*Task to carry out*: Rewrite the data from its first line through the line containing "0 145 350 259", inclusive, as a numbered list. Skip blank lines and leave out the pictures.

Bounding box annotation entries

Begin

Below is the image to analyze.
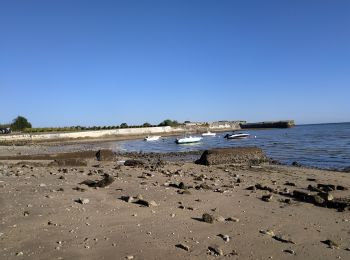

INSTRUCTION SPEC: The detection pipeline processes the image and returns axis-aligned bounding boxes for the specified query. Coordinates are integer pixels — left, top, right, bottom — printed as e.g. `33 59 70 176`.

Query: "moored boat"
175 136 202 144
144 135 160 141
202 131 216 136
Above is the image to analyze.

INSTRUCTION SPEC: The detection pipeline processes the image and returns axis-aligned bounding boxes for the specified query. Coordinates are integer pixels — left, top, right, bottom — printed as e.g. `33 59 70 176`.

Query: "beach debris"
96 149 115 161
218 234 230 242
259 229 275 237
292 161 302 167
272 234 295 244
284 181 295 187
283 249 295 255
215 215 226 222
306 178 316 181
135 199 158 207
225 217 239 222
255 183 278 193
175 243 190 251
75 198 90 204
49 158 87 167
259 229 295 244
195 182 213 190
202 213 215 224
124 159 145 167
196 147 268 165
208 245 224 256
79 173 114 188
120 194 158 207
261 194 273 202
72 187 86 192
321 239 339 249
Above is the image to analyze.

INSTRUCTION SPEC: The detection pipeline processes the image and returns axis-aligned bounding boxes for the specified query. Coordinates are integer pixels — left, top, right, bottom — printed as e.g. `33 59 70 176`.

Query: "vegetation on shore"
2 116 182 133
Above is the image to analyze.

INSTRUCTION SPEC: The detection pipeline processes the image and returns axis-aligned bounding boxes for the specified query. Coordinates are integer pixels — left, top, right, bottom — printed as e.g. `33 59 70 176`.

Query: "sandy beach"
0 145 350 259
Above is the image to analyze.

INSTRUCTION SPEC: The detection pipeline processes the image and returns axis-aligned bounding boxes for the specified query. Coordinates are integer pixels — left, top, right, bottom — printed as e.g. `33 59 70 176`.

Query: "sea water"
111 123 350 170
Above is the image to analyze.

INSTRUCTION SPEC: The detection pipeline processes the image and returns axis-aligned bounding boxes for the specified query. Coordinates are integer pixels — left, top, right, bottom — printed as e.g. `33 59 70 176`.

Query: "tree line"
0 116 182 133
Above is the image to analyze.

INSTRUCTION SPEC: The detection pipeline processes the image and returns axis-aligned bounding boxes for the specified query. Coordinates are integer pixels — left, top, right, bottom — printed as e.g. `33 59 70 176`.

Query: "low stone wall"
0 125 239 143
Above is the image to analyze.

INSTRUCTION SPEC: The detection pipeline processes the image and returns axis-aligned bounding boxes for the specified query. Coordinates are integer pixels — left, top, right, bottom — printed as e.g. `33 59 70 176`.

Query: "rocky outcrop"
196 147 268 165
49 158 87 167
96 149 115 161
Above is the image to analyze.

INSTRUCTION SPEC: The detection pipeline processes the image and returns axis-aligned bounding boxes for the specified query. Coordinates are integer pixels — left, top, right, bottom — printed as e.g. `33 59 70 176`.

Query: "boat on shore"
175 136 203 144
144 135 161 141
202 131 216 136
224 133 250 139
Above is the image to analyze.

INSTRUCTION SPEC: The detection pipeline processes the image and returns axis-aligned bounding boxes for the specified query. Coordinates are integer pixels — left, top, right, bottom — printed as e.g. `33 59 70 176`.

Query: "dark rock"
342 166 350 172
124 159 145 167
208 245 224 256
195 183 213 190
283 249 295 255
246 186 256 190
272 235 295 244
292 161 301 167
317 184 335 192
292 190 314 203
73 187 86 192
175 244 190 251
255 183 278 193
79 173 114 188
313 195 325 206
336 185 348 190
196 147 268 165
49 158 87 167
202 213 215 224
321 239 339 249
306 178 316 181
284 181 295 187
261 194 273 202
135 199 158 207
96 149 115 161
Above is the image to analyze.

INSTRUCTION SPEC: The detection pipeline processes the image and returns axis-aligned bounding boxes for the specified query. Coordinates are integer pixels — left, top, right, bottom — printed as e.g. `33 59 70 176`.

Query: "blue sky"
0 0 350 127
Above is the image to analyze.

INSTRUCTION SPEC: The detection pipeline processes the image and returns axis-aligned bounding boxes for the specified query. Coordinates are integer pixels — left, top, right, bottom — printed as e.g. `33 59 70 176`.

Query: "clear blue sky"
0 0 350 127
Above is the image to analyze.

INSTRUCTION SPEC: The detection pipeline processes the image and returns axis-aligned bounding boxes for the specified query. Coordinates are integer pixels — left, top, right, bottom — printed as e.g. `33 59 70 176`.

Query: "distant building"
209 120 246 128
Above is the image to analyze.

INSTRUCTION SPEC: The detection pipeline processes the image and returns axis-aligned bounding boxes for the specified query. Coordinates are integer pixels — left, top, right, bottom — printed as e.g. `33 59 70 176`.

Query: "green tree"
159 119 179 126
11 116 32 131
142 122 152 127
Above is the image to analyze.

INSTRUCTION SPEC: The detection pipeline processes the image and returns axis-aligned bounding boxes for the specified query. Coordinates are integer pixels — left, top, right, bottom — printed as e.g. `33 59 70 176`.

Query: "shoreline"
0 147 350 260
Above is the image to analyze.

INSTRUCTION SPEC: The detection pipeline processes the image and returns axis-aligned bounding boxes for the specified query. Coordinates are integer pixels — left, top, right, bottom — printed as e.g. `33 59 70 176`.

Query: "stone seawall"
0 124 240 143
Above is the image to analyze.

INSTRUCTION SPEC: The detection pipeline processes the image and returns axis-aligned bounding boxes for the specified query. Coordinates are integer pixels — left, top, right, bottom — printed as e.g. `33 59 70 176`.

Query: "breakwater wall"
0 123 240 144
240 120 295 129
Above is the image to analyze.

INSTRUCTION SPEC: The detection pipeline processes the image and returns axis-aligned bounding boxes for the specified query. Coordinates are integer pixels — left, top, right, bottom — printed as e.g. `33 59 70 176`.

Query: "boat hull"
175 137 202 144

End

*Finished task*:
1. Below is the image to analyze.
2. INSTRUCTION SPEC: The detection pipeline processes the image and returns axis-aligned bounding boxes for the specified query. Coordinates are integer pixels — left, top, right, bottom — printed as e.g. `33 59 70 176`.
3. Query: "moored boat"
4. 175 136 202 144
5. 144 135 160 141
6. 202 131 216 136
7. Above is the image to analyze.
8. INSTRUCTION SPEC: The detection pipeline processes the image and returns axis-aligned bounding boxes for the specified query. Coordinates are integer pixels — left, top, right, bottom — printed as e.g. `33 59 70 176`.
9. Query: "beach debris"
10. 96 149 115 161
11. 218 234 230 242
12. 259 229 275 237
13. 292 161 302 167
14. 272 234 295 244
15. 284 181 295 187
16. 283 249 295 255
17. 215 215 226 222
18. 306 178 316 181
19. 135 199 158 207
20. 225 217 239 222
21. 255 183 278 193
22. 175 243 190 251
23. 75 198 90 204
24. 49 158 87 167
25. 259 229 295 244
26. 195 182 213 190
27. 202 213 215 224
28. 124 159 145 167
29. 196 147 268 165
30. 208 245 224 256
31. 79 173 114 188
32. 120 194 158 207
33. 261 194 273 202
34. 72 187 86 192
35. 321 239 339 249
36. Above is the image to analyze.
37. INSTRUCTION SPEC: The detection pipeline processes the image and returns axis-aligned bounding boxes for the specified query. Coordinates are integer pixels — left, top, right, bottom — printed as e.g. `33 59 70 176`.
38. Query: "vegetation on shore"
39. 2 116 182 133
40. Above is the image to analyze.
41. INSTRUCTION SPEC: The detection pipeline processes the image and returns axis-aligned bounding boxes for the specified query. Coordinates are integer pixels — left, top, right, bottom — printed as e.g. `33 59 70 176`.
42. Query: "sandy beach"
43. 0 145 350 259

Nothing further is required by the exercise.